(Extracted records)
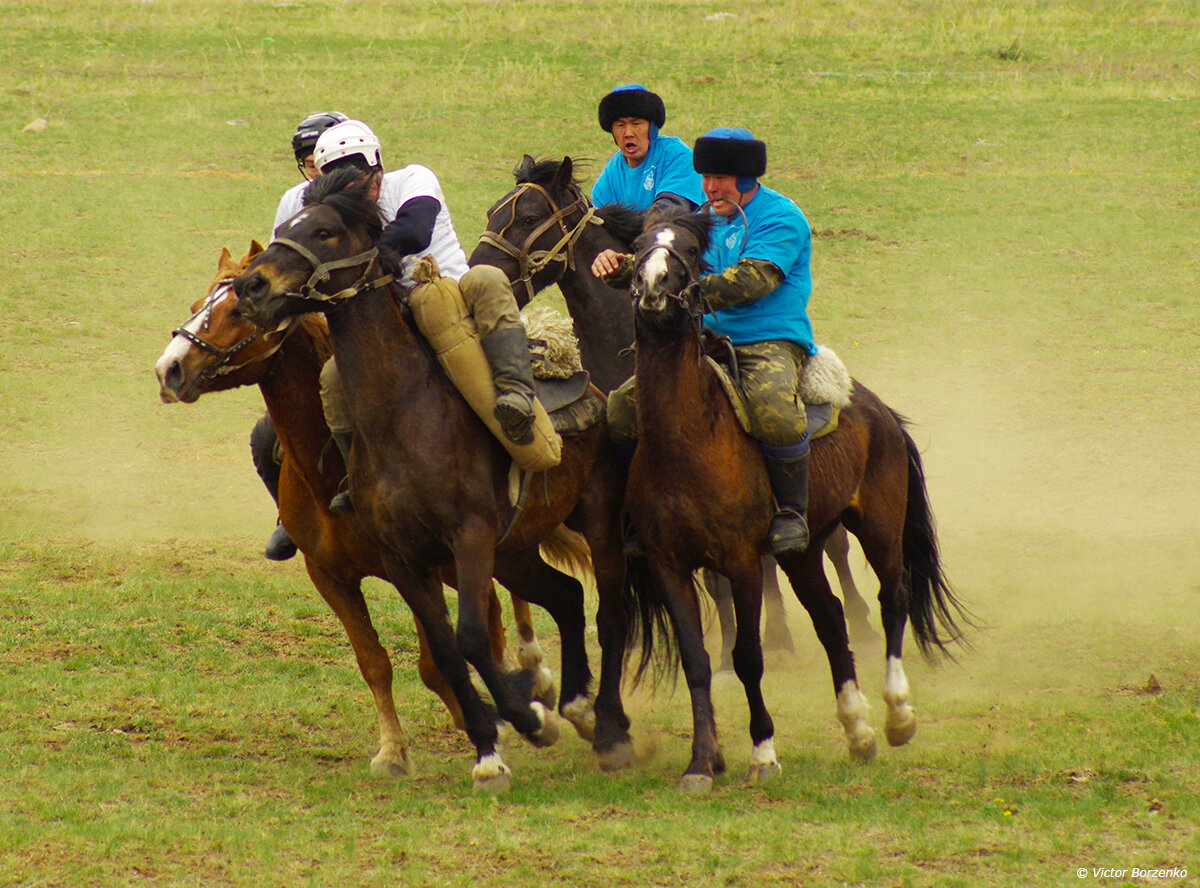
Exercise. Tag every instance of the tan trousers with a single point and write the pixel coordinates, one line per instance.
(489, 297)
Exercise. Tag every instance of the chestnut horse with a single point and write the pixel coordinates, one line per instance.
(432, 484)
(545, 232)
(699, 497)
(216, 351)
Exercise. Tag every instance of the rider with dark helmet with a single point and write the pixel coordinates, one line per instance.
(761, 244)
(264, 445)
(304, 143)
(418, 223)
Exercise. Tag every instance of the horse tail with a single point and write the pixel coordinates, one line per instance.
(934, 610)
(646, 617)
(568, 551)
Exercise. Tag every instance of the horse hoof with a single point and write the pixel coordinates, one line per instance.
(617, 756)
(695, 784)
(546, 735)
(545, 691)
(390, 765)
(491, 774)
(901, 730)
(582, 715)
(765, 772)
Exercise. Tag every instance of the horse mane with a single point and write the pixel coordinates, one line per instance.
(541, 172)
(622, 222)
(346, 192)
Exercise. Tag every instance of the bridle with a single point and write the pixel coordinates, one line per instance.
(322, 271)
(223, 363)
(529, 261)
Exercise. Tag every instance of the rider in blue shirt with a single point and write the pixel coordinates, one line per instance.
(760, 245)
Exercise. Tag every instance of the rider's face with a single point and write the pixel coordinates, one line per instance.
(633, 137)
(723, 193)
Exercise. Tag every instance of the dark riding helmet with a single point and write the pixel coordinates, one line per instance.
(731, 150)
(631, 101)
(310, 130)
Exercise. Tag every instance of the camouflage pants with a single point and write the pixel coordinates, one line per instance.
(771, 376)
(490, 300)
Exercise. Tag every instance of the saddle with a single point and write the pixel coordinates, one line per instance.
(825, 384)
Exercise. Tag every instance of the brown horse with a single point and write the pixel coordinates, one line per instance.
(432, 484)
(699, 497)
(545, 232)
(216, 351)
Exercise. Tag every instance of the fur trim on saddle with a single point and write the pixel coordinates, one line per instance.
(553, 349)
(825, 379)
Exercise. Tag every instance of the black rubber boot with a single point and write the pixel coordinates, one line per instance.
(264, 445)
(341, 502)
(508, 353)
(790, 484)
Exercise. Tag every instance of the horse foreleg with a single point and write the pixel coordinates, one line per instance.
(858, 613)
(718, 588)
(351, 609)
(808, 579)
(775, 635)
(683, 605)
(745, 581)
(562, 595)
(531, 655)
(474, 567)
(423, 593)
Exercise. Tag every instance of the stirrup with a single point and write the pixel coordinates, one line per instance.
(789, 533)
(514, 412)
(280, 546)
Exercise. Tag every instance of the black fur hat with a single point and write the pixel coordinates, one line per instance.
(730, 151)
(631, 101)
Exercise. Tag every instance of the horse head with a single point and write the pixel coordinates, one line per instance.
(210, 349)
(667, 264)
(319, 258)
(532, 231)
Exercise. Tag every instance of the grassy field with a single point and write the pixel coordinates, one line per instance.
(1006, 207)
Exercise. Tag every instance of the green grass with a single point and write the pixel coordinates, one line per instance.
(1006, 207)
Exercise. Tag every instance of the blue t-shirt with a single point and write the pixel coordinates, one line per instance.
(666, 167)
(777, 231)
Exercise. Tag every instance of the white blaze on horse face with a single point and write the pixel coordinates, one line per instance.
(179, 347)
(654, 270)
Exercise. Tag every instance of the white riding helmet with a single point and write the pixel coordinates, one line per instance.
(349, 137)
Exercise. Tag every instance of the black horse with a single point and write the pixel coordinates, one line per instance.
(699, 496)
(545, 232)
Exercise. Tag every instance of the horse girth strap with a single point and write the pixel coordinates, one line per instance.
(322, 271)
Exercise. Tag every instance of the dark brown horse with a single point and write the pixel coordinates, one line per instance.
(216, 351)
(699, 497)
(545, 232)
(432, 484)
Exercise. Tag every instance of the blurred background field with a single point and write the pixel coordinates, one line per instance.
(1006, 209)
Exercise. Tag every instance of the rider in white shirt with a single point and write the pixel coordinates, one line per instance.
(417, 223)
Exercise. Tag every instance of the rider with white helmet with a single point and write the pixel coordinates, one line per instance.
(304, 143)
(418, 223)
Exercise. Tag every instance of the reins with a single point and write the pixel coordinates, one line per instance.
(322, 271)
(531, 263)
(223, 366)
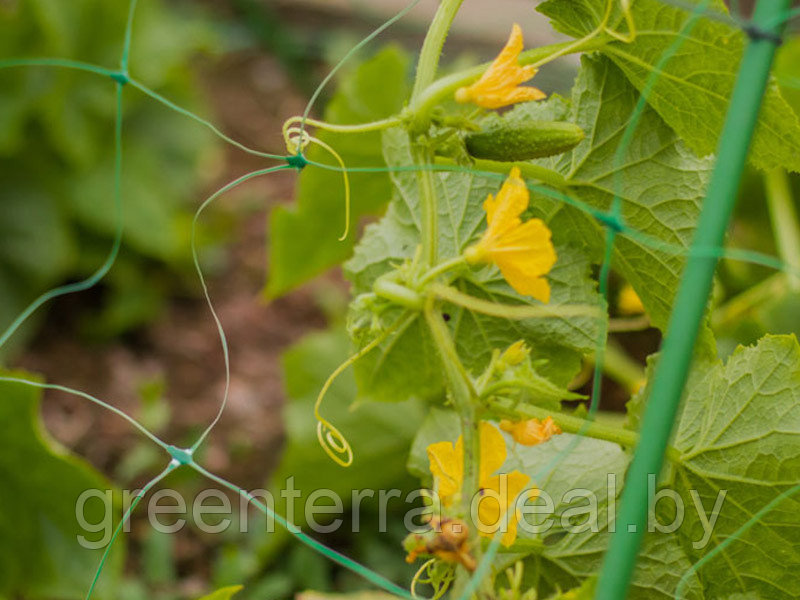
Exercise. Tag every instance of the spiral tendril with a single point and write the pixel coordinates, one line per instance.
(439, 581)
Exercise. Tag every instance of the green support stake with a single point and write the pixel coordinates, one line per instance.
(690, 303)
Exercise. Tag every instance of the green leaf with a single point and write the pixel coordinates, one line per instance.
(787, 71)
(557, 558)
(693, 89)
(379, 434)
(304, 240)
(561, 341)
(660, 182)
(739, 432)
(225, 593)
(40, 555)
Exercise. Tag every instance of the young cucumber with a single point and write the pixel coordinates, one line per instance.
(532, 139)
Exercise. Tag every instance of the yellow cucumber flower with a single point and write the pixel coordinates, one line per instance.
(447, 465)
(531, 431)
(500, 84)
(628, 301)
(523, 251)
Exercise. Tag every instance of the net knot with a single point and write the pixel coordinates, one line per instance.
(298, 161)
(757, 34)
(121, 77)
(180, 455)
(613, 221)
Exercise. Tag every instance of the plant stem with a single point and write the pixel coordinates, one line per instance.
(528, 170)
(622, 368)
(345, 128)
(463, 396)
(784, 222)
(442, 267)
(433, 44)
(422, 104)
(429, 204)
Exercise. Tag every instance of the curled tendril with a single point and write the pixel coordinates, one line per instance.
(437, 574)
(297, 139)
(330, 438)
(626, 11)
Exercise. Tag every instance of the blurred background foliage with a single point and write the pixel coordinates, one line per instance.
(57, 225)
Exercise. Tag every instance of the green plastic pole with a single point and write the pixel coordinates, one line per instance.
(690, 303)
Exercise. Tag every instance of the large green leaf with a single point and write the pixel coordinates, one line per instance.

---

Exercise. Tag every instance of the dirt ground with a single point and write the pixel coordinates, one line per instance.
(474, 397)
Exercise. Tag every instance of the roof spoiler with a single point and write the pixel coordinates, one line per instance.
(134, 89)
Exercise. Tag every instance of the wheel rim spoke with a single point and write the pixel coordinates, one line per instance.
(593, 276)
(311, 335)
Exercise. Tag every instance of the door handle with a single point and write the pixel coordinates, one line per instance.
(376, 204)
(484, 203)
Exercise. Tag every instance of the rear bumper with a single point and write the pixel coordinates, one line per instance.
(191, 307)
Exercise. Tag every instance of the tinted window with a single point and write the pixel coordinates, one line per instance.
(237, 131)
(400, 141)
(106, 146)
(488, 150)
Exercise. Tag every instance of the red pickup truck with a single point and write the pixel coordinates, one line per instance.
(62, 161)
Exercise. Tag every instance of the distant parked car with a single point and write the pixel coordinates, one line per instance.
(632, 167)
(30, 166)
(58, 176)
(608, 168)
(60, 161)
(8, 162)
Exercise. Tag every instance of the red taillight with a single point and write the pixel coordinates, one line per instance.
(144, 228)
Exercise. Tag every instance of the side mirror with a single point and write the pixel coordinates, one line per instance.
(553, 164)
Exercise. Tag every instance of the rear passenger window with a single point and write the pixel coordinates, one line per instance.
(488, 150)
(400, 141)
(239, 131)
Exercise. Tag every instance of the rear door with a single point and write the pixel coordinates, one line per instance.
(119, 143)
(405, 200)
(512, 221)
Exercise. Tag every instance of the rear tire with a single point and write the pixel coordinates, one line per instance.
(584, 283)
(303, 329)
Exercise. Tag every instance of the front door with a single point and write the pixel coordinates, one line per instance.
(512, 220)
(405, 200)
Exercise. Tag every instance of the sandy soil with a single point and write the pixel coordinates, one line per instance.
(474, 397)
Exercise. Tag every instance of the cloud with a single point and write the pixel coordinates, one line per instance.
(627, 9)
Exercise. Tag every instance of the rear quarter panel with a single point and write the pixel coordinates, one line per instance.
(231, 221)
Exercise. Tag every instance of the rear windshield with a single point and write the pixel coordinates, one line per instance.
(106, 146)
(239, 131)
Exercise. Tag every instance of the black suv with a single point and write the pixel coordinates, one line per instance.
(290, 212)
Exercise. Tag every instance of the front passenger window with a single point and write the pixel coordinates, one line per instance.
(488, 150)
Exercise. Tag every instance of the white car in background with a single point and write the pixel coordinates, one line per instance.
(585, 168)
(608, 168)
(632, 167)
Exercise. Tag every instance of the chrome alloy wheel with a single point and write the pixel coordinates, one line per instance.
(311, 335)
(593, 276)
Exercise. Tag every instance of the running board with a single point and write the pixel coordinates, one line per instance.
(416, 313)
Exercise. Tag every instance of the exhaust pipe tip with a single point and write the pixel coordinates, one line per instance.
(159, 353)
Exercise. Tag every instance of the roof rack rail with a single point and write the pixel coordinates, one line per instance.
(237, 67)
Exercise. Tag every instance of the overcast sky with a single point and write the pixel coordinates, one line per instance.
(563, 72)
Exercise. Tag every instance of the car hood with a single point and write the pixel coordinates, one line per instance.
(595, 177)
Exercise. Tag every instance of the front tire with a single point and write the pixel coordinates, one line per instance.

> **To do**
List every line of the extracted records that contains the word "brown".

> **Exercise result**
Exercise. Tag every instance of the brown horse with a single point and write the pixel coordinates, one line per instance.
Exercise. Tag every instance of the dark brown horse with a single point and write the pixel coordinates, one line per instance.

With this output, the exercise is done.